◆ **Work to complete**: A copy is needed of each line in the records that has the word "machine".

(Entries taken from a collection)
§
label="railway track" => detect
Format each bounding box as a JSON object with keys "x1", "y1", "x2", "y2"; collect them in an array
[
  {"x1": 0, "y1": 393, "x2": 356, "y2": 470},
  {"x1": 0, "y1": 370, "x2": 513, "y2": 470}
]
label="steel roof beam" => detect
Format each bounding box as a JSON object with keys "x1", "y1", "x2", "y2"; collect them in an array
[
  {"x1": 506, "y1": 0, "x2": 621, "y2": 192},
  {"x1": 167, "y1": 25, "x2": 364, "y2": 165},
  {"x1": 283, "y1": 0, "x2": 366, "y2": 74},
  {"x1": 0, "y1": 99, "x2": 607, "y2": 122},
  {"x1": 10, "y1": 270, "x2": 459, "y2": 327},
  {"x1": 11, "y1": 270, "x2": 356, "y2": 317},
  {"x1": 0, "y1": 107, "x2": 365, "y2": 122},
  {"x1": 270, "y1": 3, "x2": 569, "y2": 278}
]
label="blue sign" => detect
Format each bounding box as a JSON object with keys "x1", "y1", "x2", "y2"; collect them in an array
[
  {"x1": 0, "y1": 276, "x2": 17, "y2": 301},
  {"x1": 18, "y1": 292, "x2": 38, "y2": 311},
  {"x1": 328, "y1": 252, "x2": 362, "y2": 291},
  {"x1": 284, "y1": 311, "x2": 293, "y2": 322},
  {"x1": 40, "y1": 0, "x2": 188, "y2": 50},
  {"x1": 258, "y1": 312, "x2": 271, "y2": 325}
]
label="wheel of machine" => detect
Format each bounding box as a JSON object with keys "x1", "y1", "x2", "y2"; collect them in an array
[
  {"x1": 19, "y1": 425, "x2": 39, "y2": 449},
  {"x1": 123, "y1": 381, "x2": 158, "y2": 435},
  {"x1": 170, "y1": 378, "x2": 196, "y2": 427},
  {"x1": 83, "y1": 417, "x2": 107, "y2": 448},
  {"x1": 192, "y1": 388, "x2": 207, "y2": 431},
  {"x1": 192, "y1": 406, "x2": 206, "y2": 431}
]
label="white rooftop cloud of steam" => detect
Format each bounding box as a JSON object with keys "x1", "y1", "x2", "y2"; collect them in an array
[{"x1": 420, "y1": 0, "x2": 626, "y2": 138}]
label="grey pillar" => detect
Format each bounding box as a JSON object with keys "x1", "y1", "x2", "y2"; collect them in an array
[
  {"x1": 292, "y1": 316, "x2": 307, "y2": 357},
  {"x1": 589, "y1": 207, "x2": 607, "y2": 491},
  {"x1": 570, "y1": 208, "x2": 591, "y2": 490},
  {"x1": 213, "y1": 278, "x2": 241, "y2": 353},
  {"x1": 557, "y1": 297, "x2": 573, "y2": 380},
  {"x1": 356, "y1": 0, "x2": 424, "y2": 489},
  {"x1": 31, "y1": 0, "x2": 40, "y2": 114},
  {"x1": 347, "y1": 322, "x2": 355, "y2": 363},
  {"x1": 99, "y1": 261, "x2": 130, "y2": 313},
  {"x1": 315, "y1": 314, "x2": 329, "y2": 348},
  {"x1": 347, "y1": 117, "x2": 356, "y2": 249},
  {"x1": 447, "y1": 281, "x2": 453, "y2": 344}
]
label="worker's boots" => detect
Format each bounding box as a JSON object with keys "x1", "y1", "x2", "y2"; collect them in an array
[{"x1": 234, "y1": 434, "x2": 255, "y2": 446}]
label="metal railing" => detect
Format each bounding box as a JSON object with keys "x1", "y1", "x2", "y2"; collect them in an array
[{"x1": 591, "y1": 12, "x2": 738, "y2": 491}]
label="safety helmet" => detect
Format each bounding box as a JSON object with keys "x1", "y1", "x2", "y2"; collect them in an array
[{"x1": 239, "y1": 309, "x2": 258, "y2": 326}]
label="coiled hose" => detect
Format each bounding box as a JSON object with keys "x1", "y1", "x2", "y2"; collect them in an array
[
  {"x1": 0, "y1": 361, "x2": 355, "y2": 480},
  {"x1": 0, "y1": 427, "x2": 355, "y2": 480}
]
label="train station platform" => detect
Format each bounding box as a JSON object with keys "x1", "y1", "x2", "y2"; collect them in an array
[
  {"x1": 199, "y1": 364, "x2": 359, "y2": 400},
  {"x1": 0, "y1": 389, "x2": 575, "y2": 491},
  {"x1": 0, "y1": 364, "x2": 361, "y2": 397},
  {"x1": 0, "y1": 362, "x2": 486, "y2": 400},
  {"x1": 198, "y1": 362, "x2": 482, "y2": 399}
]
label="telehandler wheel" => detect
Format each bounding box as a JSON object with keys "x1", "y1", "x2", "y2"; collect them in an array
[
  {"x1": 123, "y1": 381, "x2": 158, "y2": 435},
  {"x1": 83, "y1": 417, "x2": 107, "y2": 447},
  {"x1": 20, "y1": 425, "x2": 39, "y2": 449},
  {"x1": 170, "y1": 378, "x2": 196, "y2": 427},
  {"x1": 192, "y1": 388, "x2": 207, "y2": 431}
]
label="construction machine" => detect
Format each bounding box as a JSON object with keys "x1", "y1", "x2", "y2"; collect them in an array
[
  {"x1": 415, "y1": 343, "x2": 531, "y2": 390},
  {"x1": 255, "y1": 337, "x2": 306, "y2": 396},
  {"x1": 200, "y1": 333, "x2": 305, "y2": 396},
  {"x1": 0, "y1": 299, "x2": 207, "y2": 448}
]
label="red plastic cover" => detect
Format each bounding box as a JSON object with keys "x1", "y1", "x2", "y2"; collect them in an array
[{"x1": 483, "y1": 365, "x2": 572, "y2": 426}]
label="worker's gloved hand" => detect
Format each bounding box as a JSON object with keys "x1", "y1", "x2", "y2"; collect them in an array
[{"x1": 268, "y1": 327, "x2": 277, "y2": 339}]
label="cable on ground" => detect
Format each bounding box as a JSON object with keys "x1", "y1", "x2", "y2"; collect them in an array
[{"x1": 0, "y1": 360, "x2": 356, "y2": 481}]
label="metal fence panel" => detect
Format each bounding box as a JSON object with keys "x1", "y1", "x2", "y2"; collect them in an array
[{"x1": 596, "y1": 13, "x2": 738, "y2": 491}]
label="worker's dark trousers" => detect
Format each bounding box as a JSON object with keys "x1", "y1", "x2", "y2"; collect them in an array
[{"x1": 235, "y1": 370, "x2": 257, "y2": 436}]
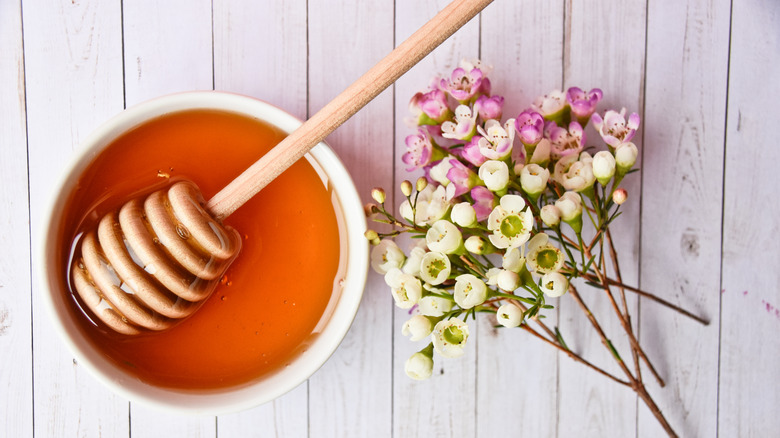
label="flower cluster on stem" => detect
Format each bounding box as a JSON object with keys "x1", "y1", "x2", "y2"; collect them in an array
[{"x1": 365, "y1": 59, "x2": 701, "y2": 438}]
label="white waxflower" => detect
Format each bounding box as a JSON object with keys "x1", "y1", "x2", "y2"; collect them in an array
[
  {"x1": 529, "y1": 137, "x2": 551, "y2": 166},
  {"x1": 426, "y1": 220, "x2": 463, "y2": 254},
  {"x1": 553, "y1": 153, "x2": 579, "y2": 185},
  {"x1": 484, "y1": 267, "x2": 501, "y2": 286},
  {"x1": 520, "y1": 163, "x2": 550, "y2": 197},
  {"x1": 465, "y1": 235, "x2": 488, "y2": 254},
  {"x1": 592, "y1": 150, "x2": 616, "y2": 186},
  {"x1": 497, "y1": 269, "x2": 520, "y2": 292},
  {"x1": 478, "y1": 160, "x2": 510, "y2": 192},
  {"x1": 429, "y1": 158, "x2": 454, "y2": 187},
  {"x1": 561, "y1": 152, "x2": 596, "y2": 192},
  {"x1": 419, "y1": 251, "x2": 451, "y2": 285},
  {"x1": 399, "y1": 184, "x2": 450, "y2": 226},
  {"x1": 502, "y1": 247, "x2": 525, "y2": 273},
  {"x1": 384, "y1": 268, "x2": 422, "y2": 309},
  {"x1": 370, "y1": 239, "x2": 406, "y2": 275},
  {"x1": 405, "y1": 350, "x2": 434, "y2": 380},
  {"x1": 451, "y1": 202, "x2": 477, "y2": 228},
  {"x1": 615, "y1": 141, "x2": 638, "y2": 174},
  {"x1": 402, "y1": 315, "x2": 434, "y2": 341},
  {"x1": 555, "y1": 191, "x2": 582, "y2": 222},
  {"x1": 418, "y1": 295, "x2": 453, "y2": 317},
  {"x1": 526, "y1": 233, "x2": 564, "y2": 274},
  {"x1": 431, "y1": 318, "x2": 470, "y2": 358},
  {"x1": 496, "y1": 303, "x2": 523, "y2": 328},
  {"x1": 541, "y1": 271, "x2": 568, "y2": 297},
  {"x1": 487, "y1": 194, "x2": 534, "y2": 249},
  {"x1": 402, "y1": 245, "x2": 427, "y2": 276},
  {"x1": 540, "y1": 204, "x2": 561, "y2": 227},
  {"x1": 453, "y1": 274, "x2": 488, "y2": 309}
]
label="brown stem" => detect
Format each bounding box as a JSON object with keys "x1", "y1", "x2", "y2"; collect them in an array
[
  {"x1": 584, "y1": 247, "x2": 666, "y2": 387},
  {"x1": 582, "y1": 274, "x2": 709, "y2": 326},
  {"x1": 568, "y1": 286, "x2": 679, "y2": 436},
  {"x1": 604, "y1": 229, "x2": 643, "y2": 383},
  {"x1": 519, "y1": 323, "x2": 630, "y2": 387}
]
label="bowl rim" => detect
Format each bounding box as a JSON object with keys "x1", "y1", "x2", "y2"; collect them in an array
[{"x1": 37, "y1": 91, "x2": 368, "y2": 415}]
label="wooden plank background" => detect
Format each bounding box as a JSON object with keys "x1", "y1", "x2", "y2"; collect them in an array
[{"x1": 1, "y1": 0, "x2": 778, "y2": 436}]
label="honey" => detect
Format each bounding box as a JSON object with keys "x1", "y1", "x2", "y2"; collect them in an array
[{"x1": 57, "y1": 109, "x2": 341, "y2": 390}]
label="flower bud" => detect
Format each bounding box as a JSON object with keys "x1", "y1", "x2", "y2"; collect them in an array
[
  {"x1": 612, "y1": 188, "x2": 628, "y2": 205},
  {"x1": 416, "y1": 176, "x2": 428, "y2": 192},
  {"x1": 540, "y1": 204, "x2": 561, "y2": 227},
  {"x1": 402, "y1": 315, "x2": 434, "y2": 341},
  {"x1": 401, "y1": 180, "x2": 413, "y2": 197},
  {"x1": 364, "y1": 229, "x2": 379, "y2": 241},
  {"x1": 405, "y1": 347, "x2": 434, "y2": 380},
  {"x1": 615, "y1": 142, "x2": 638, "y2": 175},
  {"x1": 364, "y1": 203, "x2": 379, "y2": 217},
  {"x1": 371, "y1": 187, "x2": 386, "y2": 204},
  {"x1": 555, "y1": 191, "x2": 583, "y2": 233},
  {"x1": 451, "y1": 202, "x2": 477, "y2": 228},
  {"x1": 478, "y1": 160, "x2": 509, "y2": 192},
  {"x1": 464, "y1": 235, "x2": 492, "y2": 255},
  {"x1": 497, "y1": 269, "x2": 520, "y2": 292},
  {"x1": 592, "y1": 150, "x2": 616, "y2": 186},
  {"x1": 496, "y1": 303, "x2": 523, "y2": 328}
]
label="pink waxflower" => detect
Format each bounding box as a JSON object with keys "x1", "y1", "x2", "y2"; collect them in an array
[
  {"x1": 532, "y1": 89, "x2": 567, "y2": 123},
  {"x1": 402, "y1": 128, "x2": 434, "y2": 171},
  {"x1": 477, "y1": 119, "x2": 515, "y2": 160},
  {"x1": 591, "y1": 108, "x2": 640, "y2": 147},
  {"x1": 459, "y1": 136, "x2": 488, "y2": 167},
  {"x1": 514, "y1": 110, "x2": 545, "y2": 146},
  {"x1": 471, "y1": 186, "x2": 496, "y2": 222},
  {"x1": 566, "y1": 87, "x2": 603, "y2": 124},
  {"x1": 440, "y1": 67, "x2": 488, "y2": 103},
  {"x1": 474, "y1": 94, "x2": 504, "y2": 121},
  {"x1": 446, "y1": 159, "x2": 481, "y2": 200},
  {"x1": 546, "y1": 121, "x2": 585, "y2": 159},
  {"x1": 409, "y1": 89, "x2": 452, "y2": 124},
  {"x1": 441, "y1": 105, "x2": 478, "y2": 141}
]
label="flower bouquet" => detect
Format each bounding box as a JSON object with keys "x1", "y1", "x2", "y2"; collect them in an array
[{"x1": 366, "y1": 59, "x2": 705, "y2": 437}]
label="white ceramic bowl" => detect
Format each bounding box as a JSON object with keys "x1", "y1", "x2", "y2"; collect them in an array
[{"x1": 38, "y1": 91, "x2": 368, "y2": 415}]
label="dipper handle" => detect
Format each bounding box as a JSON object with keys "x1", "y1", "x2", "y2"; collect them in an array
[{"x1": 205, "y1": 0, "x2": 494, "y2": 220}]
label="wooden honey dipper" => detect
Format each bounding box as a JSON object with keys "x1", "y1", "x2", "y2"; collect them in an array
[{"x1": 70, "y1": 0, "x2": 494, "y2": 335}]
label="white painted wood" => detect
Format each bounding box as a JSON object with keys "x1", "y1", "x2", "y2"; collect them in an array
[
  {"x1": 391, "y1": 1, "x2": 481, "y2": 437},
  {"x1": 719, "y1": 0, "x2": 780, "y2": 435},
  {"x1": 557, "y1": 0, "x2": 646, "y2": 436},
  {"x1": 120, "y1": 1, "x2": 218, "y2": 435},
  {"x1": 211, "y1": 0, "x2": 311, "y2": 433},
  {"x1": 22, "y1": 0, "x2": 129, "y2": 435},
  {"x1": 122, "y1": 0, "x2": 214, "y2": 106},
  {"x1": 0, "y1": 1, "x2": 33, "y2": 436},
  {"x1": 476, "y1": 0, "x2": 563, "y2": 436},
  {"x1": 639, "y1": 0, "x2": 730, "y2": 436},
  {"x1": 306, "y1": 1, "x2": 394, "y2": 436}
]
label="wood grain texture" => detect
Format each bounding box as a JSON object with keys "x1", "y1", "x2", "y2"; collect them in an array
[
  {"x1": 640, "y1": 0, "x2": 730, "y2": 436},
  {"x1": 0, "y1": 0, "x2": 33, "y2": 436},
  {"x1": 212, "y1": 0, "x2": 312, "y2": 432},
  {"x1": 558, "y1": 0, "x2": 646, "y2": 436},
  {"x1": 476, "y1": 0, "x2": 563, "y2": 436},
  {"x1": 391, "y1": 1, "x2": 480, "y2": 437},
  {"x1": 719, "y1": 0, "x2": 780, "y2": 435},
  {"x1": 22, "y1": 0, "x2": 129, "y2": 435},
  {"x1": 306, "y1": 1, "x2": 394, "y2": 436},
  {"x1": 120, "y1": 1, "x2": 217, "y2": 434}
]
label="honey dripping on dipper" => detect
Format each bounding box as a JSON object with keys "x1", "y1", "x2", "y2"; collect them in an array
[{"x1": 66, "y1": 0, "x2": 494, "y2": 335}]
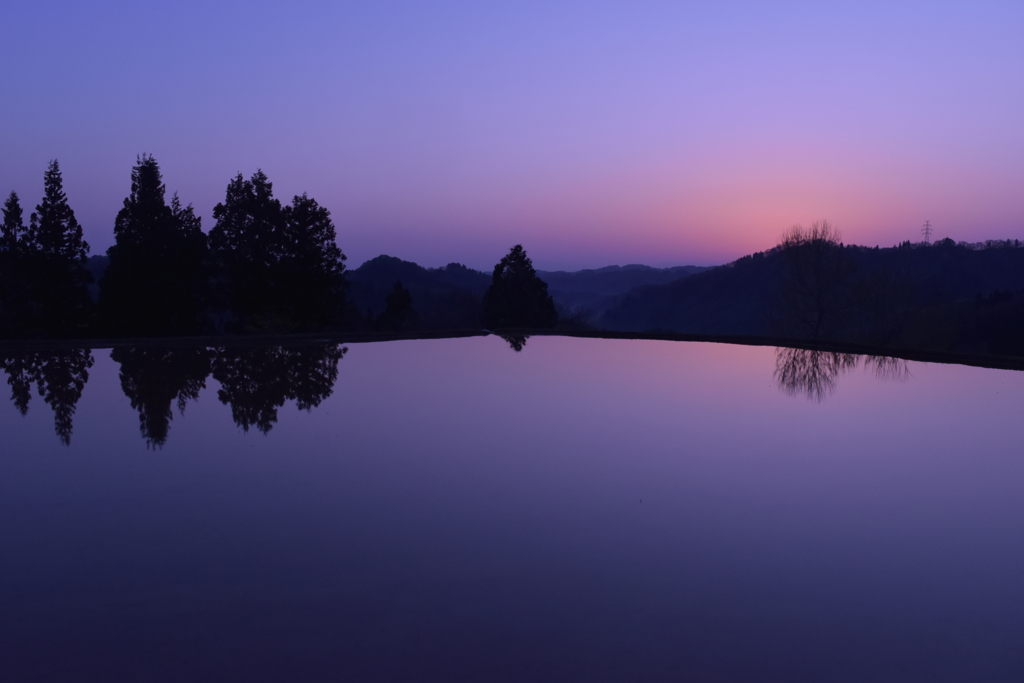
§
◆ **Reply to the exercise**:
label="wheel of machine" => detect
label="construction machine" => detect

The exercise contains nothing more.